- Text to read

════════════════════

# A Few Questions on i7



## El Fiendo (Aug 14, 2009)

Well, I'm going to be sanitizing myself of almost 3 computers worth of hardware and re consolidating to just 2 rigs. Everything but video cards and HDDs and opticals are moving out the door. So I though I might look into the i7 line of things, or just go back to Core 2. If I didn't have a violent aversion to AMD, I'd consider them. I don't really, but I've never used them and prefer to stick to what I know, besides from what I can tell it'd be a lateral upgrade being closer to Core 2 then to i7.

Reasons to upgrade:

Everything is leaving already. Its just a case of whether I put 6x GTX 260s on 2 i7 rigs or 6x GTX 260s in 2 775 rigs.
Used Penryns have proven exceedingly hard to come by, and I'm not going to pay 340 CAD + taxes and shipping for a new one when I can get a used 920 D0 for ~$300 CAD (at the most)
Used 780i / 790i boards that are compatible to my hardware requirements (or anything posessing 3x PCI-E slots) have been ranging from $150-200 CAD. Pretty sure I can get an i7 mobo along the same lines for similar.
775 is 'obsolete', and will eventually mean diminishing returns when it comes to resale.
HyperThready goodness means more work done on probably exactly the same amount of power.

Reasons to stay 775:


Myth that things randomly burst into flame around the i7.
I really, REALLY don't want to get pigeon holed by the damn socket system.
Myth that my circuit breaker box will make a vortex suction sound, much like water draining from a sink, due to over 1.21 Jiggawatts being eaten by my systems.

Ok, so I'm mainly going to focus on the negatives. First, how much cooling is required for these suckers? Some say lots, some say stock is fine. The CPU will see a mild overclock and then be doing distributed computing all day and night. I don't want to go water cooling, as it just seems like there are more parts that can go wrong with a water line. I'm after reliability and longevity.

Looking at the development table:





32nm isn't scheduled to hit the i7 line-up? The only thing 32nm on the 1366 socket is a chip that many suspect will be $800-1000 (i9). That's out of my price range. Other than that, 32nm goes to 1156. I'm sure 1366 has a future, but what? Some say its the server socket like 771 was, but that's what Socket 1567 is supposed to be for. So what the hell? This alone has been the sole reason I haven't gone to i7 so far. 775, 1155, 1156, 1366, 1567 is far too many sockets for me to care to keep track of. Does anyone have any insight on this? What's the point of 1156 if it just goes back to Northbridge and no IMC? Doesn't this make it essentially a different socket size Penryn with a bit faster of an architecture? I'm assuming it'd lose Quickpath without the IMC. Would it still have HyperThreading?

════════════════════

- Dataset
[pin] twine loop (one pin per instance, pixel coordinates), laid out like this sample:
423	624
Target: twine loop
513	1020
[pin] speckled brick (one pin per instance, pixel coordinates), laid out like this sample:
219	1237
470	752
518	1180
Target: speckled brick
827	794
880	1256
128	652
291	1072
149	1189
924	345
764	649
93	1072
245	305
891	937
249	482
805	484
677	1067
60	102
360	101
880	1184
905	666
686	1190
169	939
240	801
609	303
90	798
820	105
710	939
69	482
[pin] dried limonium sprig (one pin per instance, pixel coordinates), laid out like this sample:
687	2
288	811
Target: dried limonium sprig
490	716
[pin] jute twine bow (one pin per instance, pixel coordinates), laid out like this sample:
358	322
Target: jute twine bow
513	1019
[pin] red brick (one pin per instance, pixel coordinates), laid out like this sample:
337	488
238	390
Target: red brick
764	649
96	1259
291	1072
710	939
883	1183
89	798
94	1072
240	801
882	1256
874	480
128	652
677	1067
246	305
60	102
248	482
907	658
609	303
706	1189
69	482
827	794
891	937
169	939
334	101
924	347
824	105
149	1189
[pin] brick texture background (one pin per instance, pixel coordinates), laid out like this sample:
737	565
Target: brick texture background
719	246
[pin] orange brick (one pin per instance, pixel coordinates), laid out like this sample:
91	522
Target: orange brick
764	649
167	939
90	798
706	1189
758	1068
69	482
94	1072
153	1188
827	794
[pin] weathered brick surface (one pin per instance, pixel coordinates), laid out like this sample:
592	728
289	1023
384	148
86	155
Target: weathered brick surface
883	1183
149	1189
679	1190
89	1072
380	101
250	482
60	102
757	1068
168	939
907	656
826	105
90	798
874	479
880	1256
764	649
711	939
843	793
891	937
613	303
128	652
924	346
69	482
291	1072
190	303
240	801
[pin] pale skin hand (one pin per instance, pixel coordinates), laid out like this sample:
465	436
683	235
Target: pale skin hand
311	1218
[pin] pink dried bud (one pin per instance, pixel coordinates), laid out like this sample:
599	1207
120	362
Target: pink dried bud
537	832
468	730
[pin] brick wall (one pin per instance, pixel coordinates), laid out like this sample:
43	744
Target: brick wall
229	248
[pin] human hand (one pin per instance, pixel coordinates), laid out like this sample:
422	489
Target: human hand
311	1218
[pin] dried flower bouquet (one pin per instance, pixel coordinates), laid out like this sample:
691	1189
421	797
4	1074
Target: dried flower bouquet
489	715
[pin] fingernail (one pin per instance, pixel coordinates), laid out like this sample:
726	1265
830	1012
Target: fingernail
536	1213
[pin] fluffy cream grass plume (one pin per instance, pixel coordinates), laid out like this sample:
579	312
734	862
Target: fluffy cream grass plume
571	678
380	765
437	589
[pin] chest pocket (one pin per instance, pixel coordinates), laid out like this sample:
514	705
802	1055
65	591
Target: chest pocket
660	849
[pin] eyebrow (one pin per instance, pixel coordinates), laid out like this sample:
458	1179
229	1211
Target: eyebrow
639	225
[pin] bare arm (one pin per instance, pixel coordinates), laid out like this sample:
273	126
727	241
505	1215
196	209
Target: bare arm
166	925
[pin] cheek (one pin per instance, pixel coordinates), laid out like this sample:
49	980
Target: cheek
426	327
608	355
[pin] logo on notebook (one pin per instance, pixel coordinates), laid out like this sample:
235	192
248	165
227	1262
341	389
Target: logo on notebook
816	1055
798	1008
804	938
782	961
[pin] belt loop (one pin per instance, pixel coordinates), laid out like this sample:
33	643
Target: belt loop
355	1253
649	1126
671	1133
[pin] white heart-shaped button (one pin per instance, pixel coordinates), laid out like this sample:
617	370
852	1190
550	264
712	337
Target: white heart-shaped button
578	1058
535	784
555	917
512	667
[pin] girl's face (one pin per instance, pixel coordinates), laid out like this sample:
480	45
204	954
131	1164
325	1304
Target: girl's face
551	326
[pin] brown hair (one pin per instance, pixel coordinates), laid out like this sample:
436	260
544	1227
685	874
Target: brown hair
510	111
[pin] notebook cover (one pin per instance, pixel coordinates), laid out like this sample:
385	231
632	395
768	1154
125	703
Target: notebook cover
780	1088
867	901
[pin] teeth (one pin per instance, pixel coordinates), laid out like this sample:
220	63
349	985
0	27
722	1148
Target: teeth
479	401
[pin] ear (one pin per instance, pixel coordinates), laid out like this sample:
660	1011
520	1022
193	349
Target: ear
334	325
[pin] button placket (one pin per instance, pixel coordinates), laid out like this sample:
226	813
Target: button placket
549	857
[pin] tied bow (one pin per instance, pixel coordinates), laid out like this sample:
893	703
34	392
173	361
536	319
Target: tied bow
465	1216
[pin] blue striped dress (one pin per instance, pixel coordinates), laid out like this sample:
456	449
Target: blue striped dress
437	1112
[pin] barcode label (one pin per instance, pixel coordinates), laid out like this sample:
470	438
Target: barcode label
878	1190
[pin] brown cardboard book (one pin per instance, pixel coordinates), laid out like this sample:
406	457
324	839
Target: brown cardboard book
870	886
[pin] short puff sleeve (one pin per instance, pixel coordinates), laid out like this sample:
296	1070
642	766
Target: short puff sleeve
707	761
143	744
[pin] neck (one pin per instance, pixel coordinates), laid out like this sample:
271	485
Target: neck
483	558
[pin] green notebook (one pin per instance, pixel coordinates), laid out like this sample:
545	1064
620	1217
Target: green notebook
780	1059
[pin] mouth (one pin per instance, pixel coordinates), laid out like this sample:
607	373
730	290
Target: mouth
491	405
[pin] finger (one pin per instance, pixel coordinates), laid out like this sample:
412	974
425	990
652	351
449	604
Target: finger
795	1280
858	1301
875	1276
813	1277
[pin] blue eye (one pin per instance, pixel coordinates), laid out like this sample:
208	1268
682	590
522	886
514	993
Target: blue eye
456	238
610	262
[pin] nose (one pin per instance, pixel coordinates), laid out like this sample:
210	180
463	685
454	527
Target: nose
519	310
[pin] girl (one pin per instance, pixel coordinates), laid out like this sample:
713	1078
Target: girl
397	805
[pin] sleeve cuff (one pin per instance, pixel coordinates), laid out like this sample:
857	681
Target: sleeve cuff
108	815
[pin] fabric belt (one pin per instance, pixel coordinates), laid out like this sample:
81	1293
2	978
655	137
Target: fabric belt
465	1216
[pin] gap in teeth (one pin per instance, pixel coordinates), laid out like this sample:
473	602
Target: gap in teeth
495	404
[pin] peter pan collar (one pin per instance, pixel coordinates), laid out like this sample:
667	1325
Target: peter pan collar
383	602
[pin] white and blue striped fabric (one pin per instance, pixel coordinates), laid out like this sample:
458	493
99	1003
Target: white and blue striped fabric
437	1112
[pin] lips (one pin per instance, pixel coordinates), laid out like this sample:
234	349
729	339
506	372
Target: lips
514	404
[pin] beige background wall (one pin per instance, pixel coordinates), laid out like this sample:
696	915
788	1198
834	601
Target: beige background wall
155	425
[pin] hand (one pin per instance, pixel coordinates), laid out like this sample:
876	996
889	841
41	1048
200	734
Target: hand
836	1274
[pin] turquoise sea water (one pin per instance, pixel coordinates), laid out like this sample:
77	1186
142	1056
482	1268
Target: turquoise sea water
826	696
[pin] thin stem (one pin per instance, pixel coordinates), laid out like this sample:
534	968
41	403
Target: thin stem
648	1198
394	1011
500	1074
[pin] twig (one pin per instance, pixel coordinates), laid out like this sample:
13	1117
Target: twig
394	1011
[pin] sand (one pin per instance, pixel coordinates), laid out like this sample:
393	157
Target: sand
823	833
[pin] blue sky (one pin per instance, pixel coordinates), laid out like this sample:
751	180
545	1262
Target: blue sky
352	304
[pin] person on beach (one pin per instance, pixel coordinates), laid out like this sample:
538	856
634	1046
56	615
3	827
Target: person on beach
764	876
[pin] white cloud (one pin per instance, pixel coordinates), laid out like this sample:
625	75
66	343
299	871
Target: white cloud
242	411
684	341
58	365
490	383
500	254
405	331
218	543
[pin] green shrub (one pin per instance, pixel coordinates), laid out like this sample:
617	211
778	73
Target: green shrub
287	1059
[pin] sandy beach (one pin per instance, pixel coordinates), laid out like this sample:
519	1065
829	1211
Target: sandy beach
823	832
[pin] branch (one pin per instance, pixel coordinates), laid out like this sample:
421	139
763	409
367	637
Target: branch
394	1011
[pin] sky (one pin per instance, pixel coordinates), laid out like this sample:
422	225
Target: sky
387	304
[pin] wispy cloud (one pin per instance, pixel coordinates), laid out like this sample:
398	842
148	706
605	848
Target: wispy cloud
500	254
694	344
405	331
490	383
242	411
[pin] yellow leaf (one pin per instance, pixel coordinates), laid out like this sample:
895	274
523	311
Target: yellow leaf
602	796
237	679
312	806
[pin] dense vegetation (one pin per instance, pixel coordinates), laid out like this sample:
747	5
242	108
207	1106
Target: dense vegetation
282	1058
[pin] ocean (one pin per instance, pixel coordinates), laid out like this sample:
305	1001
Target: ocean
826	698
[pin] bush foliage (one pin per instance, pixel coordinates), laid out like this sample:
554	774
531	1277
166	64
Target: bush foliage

════════════════════

- Written problem 1
Answer these questions about the forum post on i7:
(a) What price does the poster expect to pay for a used 920 D0?
(b) What type of cooling does the poster not want to use?
(c) Apart from the chip suspected to cost $800-1000, which socket does the post say 32nm goes to?
- Written problem 2
Retype the stretch of the forum post on i7 from "Used Penryns have" through "comes to resale.".
You can do without the material.

- Full output 1
(a) About $300 CAD at most.
(b) Water cooling.
(c) 1156.

- Full output 2
Used Penryns have proven exceedingly hard to come by, and I'm not going to pay 340 CAD + taxes and shipping for a new one when I can get a used 920 D0 for ~$300 CAD (at the most)
Used 780i / 790i boards that are compatible to my hardware requirements (or anything posessing 3x PCI-E slots) have been ranging from $150-200 CAD. Pretty sure I can get an i7 mobo along the same lines for similar.
775 is 'obsolete', and will eventually mean diminishing returns when it comes to resale.